- What you are asked to do:
Precisely the lines from the one with "of the white" through the end of the data, both included, must make up the response, each restated word for word.

--- START ---

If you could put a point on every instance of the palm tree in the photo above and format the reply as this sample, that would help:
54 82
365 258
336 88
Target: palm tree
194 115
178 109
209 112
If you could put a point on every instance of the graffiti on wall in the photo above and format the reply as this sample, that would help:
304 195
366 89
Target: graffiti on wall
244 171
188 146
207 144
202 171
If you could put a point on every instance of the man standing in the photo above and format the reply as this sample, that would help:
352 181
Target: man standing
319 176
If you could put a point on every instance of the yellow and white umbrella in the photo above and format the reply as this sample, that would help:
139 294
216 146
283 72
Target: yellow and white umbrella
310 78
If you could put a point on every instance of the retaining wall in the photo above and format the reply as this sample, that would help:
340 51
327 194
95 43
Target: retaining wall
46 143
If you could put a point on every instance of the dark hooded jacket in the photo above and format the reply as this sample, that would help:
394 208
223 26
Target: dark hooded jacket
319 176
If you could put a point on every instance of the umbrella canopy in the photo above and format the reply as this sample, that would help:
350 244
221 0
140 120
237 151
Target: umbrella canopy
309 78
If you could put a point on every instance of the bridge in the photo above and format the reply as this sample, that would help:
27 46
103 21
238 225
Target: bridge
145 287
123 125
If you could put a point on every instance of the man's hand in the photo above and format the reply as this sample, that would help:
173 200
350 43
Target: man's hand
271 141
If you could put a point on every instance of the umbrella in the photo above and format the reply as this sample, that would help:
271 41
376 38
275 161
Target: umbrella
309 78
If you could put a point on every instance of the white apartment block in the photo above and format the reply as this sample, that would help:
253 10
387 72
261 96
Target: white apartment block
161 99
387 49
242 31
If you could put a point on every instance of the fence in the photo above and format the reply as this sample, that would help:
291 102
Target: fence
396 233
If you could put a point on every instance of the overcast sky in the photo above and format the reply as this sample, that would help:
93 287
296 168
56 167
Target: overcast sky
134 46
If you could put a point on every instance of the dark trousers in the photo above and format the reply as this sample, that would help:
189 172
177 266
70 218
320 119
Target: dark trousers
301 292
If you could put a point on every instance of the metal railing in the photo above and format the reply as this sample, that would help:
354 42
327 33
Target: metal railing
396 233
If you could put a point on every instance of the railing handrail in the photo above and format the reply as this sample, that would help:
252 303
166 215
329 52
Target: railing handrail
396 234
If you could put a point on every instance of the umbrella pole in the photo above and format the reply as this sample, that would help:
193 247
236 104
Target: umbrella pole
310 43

--- END ---

- Written solution:
If you could put a point on every instance of the white apartment block in the photo above and format the reply as this sample, that would help:
253 10
387 72
261 96
Target: white apartment block
161 99
387 49
242 31
If you could put a point on every instance of the fence in the photo above and format the reply as this sample, that would help:
291 102
Target: fence
396 233
If you could put a point on every instance of the overcast sky in the photo above and format the reply as this sample, that would help:
93 287
296 168
56 167
Target: overcast sky
134 46
If you could put a point on every instance of the dark trousers in the photo above and format the reply as this sample, that would help:
189 172
177 266
70 218
320 119
Target: dark trousers
301 292
If you could put a point on every instance of the metal railing in the photo above and format the reply as this sample, that would help:
354 42
327 33
Target: metal railing
396 233
If you could put a point on every instance of the railing handrail in the photo above and format the reply as this sample, that would help:
252 303
166 215
329 52
Target: railing handrail
396 234
If you could put a point on every instance of the umbrella pole in the photo above and format the reply as this sample, that would help:
193 247
236 104
Target: umbrella pole
310 43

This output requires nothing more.